(Records from a collection)
▼

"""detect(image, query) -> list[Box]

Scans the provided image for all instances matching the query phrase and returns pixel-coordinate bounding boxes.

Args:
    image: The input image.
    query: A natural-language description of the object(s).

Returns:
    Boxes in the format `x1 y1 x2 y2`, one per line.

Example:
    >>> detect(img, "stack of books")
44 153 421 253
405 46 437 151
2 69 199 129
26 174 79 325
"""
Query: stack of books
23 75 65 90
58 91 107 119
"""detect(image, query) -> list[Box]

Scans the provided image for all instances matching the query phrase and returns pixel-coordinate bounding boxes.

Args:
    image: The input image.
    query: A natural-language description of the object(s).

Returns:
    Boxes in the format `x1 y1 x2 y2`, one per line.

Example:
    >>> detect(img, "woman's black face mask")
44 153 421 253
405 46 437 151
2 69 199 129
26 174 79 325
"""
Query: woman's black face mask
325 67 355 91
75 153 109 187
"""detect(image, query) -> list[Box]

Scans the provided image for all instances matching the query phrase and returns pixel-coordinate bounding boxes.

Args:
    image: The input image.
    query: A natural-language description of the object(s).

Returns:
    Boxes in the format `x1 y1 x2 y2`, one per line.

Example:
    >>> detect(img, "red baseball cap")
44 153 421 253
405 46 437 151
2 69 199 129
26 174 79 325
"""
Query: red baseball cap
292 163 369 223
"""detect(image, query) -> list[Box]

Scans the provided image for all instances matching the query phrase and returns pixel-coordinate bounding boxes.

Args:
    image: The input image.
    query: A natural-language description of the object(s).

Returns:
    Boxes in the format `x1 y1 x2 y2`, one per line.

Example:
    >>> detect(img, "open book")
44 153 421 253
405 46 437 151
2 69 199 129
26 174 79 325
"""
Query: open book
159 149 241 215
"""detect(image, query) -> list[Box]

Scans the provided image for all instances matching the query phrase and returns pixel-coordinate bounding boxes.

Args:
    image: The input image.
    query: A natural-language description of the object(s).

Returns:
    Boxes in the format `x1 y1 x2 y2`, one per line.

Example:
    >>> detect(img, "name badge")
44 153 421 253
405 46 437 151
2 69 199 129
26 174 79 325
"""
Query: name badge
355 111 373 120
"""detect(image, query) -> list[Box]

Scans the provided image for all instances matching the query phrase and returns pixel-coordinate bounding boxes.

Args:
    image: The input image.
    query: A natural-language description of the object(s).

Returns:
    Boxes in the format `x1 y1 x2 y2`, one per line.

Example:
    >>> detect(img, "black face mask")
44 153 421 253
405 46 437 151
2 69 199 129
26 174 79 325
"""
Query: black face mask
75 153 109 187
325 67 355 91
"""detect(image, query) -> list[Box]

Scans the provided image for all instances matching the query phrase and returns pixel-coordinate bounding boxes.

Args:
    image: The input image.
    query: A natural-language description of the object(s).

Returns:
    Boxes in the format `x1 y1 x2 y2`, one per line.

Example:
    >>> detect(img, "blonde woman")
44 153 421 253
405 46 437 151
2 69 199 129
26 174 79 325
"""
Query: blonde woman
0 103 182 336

▲

#### Task requirements:
Copy these lines word for word, covering all of the material above.

#### Response for this exercise:
"""detect(image, query) -> list[Box]

Scans the provided image for all instances matching the query phrase and returns pixel-coordinate bounding boxes.

Args:
    image: The input image.
    query: A natural-language description of the object(s).

Returns:
    Boxes in the format `x1 y1 x2 y2`, one per line.

Example:
    >>> detect(img, "stack of books")
44 153 421 253
405 46 437 151
2 69 199 129
26 174 79 325
"""
Query: stack of books
23 75 65 90
58 91 107 119
"""detect(image, query) -> list[Box]

Scans the provided image for all instances matching the query phrase and returns pixel-coordinate bounding boxes.

Args:
    image: The input image.
    query: A natural-language description of the object(s).

Returns:
    Boxes in the format `x1 y1 x2 y2`, one per line.

Example:
    >>> detect(img, "woman's black face mask")
44 153 421 253
405 46 437 151
2 69 199 129
26 174 79 325
"""
Query: woman's black face mask
325 67 355 91
75 153 109 187
"""detect(image, query) -> list[Box]

Scans the provided image for all instances matching the query phrase and returns pixel-coordinate bounding boxes.

Args:
    image: The input image.
    query: A natural-language description of the object(s).

Returns:
    Boxes in the format `x1 y1 x2 y2`, one per line.

Example:
    >>> detect(img, "red baseball cap")
44 153 421 253
405 46 437 151
2 69 199 129
26 174 79 325
"""
Query: red baseball cap
292 163 369 223
"""detect(image, query) -> list[Box]

Scans the provided image for all instances matching the query phrase and returns pixel-coordinate bounding boxes.

Args:
    image: The input image.
    query: A natural-language description of the object(s).

Returns:
    Boxes in the format `x1 y1 x2 y2`, one per line.

Example:
    >>> detect(img, "open book")
44 153 421 253
405 46 437 151
2 69 199 129
26 174 79 325
"""
Query: open book
159 149 241 215
"""detect(image, query) -> list[Box]

Scans the provided image for all instances matching the query phrase and returns pixel-coordinate bounding boxes.

Args:
    image: The input image.
    query: A natural-language description of the object(s).

Returns:
    Boxes in the format `x1 y1 x2 y2`, one per line.

Example:
    >>> detect(img, "name badge")
44 153 421 253
405 46 437 151
2 69 199 129
26 174 79 325
"""
Query: name badge
355 111 373 120
"""detect(image, query) -> list[Box]

Scans the provided image for all instances matching the query phrase and returns pixel-coordinate bounding boxes.

Args:
    image: The input image.
    query: A natural-language description of the object(s).

Returns:
    Boxes in the format `x1 y1 x2 y2`, one per line.

Example:
    >>> detect(img, "black face mask")
44 153 421 253
405 46 437 151
2 69 199 129
26 174 79 325
"""
Query: black face mask
75 153 109 187
325 67 355 91
"""detect(image, query) -> list[Box]

Scans the provided image for all instances matching the query phrase and returns pixel-coordinate bounding boxes.

Args:
    image: The input image.
    query: A natural-language description of the object(s).

Returns:
    Boxes in the format `x1 y1 x2 y2`, one per line.

Example:
    >>> detect(img, "blonde woman")
44 153 421 253
405 46 437 151
2 69 199 129
26 174 79 325
"""
Query: blonde woman
0 103 182 336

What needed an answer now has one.